Only the number is wanted: tally the lines below that contain the word "approximate".
- Opening Delimiter -
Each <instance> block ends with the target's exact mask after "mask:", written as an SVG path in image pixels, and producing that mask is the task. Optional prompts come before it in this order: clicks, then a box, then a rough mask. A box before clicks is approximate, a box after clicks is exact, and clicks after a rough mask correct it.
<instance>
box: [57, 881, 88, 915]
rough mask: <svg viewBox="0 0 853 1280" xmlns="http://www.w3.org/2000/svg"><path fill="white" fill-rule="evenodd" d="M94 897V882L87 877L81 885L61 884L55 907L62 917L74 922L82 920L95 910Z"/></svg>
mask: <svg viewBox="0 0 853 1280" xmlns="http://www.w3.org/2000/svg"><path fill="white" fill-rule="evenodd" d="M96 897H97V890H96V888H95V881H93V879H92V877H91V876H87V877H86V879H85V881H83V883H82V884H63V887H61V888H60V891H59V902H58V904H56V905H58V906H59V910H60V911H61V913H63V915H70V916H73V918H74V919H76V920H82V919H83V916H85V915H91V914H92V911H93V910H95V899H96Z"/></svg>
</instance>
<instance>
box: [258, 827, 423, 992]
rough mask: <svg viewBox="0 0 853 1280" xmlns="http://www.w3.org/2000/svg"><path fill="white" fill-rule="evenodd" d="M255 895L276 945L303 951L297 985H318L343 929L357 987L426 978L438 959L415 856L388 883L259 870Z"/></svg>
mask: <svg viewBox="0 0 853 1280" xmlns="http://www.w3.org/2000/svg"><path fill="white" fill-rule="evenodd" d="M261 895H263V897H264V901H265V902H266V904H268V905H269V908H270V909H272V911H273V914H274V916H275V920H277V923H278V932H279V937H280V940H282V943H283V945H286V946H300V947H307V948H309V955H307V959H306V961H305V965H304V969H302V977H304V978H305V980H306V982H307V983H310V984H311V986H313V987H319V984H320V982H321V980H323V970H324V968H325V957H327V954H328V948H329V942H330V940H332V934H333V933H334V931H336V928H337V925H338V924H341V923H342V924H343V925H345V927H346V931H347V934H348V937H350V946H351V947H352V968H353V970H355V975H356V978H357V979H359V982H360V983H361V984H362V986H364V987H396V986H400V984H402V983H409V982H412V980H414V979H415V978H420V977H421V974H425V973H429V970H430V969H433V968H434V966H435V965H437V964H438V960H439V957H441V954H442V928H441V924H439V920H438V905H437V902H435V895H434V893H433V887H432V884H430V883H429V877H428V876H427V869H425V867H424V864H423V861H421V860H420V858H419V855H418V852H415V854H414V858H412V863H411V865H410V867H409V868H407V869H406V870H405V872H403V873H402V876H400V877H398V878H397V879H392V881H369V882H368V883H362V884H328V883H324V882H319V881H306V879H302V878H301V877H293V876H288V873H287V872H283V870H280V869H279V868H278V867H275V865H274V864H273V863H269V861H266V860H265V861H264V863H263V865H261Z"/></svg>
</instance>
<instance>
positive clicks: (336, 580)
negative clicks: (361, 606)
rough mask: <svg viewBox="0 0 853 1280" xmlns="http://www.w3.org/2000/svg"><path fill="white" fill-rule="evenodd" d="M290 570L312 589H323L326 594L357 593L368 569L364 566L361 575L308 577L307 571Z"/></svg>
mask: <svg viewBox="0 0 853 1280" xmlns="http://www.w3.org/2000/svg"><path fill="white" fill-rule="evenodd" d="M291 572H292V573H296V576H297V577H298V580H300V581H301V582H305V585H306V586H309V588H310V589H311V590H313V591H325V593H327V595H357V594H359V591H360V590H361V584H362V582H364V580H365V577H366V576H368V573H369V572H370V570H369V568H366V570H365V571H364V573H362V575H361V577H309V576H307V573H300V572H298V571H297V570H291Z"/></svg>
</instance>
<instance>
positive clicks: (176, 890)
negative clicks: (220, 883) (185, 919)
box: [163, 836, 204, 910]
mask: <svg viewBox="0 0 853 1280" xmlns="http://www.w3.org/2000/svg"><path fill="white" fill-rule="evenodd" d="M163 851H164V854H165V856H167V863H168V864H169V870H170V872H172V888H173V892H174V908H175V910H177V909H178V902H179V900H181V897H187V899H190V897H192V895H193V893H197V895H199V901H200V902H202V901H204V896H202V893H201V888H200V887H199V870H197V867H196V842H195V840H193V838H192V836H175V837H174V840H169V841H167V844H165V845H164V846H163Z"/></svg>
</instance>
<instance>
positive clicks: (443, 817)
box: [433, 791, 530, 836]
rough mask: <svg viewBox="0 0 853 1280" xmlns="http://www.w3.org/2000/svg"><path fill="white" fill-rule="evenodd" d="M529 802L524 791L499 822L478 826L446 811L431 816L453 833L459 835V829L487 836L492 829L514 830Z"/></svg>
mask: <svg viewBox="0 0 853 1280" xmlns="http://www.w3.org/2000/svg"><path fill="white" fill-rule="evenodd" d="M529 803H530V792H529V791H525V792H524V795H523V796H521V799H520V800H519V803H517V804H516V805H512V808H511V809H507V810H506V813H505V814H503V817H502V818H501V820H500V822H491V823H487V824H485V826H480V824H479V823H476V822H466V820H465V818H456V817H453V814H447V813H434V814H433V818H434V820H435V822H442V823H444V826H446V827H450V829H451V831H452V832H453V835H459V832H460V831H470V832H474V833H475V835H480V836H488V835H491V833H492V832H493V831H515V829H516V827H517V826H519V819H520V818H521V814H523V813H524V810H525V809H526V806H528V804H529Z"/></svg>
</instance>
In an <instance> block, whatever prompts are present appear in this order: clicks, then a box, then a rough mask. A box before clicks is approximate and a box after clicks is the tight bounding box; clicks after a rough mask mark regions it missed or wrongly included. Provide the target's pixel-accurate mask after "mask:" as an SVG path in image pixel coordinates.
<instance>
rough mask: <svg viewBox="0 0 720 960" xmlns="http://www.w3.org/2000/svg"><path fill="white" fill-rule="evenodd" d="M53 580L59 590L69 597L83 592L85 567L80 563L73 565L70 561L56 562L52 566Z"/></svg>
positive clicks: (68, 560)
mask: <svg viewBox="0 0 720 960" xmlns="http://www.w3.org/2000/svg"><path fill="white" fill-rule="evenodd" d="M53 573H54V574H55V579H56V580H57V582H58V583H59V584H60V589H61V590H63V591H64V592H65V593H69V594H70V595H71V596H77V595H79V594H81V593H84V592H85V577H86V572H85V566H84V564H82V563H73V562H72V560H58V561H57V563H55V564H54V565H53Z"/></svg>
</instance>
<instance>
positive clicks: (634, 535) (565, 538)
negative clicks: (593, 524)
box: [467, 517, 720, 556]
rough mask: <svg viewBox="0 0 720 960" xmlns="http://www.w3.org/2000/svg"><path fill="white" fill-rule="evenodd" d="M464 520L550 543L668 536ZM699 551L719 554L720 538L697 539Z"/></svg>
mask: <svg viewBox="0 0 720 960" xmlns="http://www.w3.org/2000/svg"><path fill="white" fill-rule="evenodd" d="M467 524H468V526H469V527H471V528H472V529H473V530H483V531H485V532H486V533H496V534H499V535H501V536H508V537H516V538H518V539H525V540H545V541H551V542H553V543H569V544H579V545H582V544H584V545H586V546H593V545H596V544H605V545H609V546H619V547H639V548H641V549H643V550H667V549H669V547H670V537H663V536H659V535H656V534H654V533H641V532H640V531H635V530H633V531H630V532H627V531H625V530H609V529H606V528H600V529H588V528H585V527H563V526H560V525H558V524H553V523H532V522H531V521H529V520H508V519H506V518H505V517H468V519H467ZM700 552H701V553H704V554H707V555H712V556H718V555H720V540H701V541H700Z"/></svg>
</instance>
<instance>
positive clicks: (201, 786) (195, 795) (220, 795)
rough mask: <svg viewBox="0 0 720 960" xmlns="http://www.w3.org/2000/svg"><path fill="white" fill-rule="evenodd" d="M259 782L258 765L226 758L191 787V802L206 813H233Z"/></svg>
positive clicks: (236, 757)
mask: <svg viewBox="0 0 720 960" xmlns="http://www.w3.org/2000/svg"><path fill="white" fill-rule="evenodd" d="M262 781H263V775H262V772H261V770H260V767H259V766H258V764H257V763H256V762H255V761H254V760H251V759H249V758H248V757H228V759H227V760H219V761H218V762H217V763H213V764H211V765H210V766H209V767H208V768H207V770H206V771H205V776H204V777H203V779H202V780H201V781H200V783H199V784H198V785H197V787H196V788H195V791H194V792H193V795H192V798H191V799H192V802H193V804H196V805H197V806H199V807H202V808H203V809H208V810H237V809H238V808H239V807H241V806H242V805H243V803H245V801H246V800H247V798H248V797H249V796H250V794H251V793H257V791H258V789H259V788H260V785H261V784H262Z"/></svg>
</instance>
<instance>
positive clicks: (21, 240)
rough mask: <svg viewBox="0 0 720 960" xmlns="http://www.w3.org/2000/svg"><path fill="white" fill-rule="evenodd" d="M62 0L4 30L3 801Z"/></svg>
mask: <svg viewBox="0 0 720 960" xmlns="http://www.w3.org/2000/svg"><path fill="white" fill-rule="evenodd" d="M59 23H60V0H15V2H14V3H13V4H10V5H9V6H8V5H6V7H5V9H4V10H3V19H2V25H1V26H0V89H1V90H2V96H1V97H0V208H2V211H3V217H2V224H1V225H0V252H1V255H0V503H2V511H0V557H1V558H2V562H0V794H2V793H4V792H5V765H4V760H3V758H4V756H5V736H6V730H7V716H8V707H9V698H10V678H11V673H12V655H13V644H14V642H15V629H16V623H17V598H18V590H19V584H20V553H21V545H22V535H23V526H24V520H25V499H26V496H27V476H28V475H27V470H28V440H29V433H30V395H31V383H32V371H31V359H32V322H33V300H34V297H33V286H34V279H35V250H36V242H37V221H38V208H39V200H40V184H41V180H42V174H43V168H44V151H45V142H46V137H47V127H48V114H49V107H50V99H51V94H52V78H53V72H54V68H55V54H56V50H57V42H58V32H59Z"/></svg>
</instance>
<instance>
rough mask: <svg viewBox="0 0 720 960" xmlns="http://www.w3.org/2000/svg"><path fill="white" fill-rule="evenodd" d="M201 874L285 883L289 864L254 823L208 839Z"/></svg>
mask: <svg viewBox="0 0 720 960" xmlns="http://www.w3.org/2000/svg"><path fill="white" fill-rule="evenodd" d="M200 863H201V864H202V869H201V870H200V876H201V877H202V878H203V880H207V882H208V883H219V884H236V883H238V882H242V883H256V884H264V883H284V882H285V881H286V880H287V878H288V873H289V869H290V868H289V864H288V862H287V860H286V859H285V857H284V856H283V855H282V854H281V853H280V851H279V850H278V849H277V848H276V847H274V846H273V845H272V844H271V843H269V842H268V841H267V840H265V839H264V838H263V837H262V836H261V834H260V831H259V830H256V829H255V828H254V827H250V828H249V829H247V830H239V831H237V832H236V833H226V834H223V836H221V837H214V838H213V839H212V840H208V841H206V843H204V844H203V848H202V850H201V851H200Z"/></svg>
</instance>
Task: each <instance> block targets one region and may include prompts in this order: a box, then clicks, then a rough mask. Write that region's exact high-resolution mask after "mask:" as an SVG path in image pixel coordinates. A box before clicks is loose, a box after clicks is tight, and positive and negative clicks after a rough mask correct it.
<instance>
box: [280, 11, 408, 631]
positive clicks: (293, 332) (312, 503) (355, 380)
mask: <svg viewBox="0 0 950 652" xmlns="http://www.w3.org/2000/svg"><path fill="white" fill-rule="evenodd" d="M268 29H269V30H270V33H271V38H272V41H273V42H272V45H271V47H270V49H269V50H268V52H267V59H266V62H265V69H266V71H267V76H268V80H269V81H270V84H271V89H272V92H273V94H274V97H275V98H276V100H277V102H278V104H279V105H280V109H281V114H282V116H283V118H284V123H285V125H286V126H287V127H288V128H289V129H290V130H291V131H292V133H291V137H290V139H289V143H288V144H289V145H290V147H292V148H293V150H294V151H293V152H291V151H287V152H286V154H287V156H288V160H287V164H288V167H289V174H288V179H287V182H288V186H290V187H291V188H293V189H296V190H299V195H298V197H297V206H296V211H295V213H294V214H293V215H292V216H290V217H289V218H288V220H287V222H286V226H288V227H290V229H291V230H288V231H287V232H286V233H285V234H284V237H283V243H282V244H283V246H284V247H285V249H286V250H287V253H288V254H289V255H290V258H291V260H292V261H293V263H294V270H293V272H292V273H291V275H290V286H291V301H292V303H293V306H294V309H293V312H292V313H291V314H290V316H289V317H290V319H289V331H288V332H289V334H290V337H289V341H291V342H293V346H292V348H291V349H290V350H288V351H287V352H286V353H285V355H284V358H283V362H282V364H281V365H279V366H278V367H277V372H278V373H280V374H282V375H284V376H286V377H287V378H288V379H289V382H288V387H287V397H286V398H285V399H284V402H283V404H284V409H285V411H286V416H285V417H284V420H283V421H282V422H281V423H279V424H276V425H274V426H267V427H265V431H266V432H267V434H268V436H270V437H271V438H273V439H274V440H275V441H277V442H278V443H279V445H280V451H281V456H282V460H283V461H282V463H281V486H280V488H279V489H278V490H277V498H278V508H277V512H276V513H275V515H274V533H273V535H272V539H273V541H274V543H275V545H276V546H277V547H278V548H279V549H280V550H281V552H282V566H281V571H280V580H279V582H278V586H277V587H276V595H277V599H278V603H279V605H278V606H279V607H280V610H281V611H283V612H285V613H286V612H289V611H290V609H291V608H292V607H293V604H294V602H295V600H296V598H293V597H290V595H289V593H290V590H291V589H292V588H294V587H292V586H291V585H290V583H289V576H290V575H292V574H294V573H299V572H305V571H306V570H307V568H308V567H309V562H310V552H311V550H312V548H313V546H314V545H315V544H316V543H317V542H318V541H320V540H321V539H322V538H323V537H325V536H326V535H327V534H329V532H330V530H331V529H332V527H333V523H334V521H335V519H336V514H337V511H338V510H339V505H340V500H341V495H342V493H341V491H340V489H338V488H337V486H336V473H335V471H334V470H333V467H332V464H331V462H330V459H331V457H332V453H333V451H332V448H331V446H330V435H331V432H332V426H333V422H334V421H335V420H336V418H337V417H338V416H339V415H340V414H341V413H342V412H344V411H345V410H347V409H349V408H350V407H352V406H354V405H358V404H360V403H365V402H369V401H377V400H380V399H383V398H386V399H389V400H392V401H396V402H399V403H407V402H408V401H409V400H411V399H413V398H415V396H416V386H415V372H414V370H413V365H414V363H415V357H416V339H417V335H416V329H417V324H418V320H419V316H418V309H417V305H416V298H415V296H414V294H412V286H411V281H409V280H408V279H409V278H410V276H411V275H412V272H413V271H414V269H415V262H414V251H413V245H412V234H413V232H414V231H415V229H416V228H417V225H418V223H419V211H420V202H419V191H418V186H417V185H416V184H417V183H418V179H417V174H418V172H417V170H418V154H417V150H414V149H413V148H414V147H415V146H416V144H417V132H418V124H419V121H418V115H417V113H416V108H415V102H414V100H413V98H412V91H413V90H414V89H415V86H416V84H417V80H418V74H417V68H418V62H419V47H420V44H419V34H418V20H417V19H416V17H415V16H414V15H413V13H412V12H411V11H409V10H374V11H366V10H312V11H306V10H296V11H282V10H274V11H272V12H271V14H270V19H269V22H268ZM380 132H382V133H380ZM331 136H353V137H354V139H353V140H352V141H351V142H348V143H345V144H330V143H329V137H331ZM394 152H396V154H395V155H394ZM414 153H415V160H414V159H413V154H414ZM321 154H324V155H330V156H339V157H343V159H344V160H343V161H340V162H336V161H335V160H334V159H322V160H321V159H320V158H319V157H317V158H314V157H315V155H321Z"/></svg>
- Closing Delimiter -
Reply: 2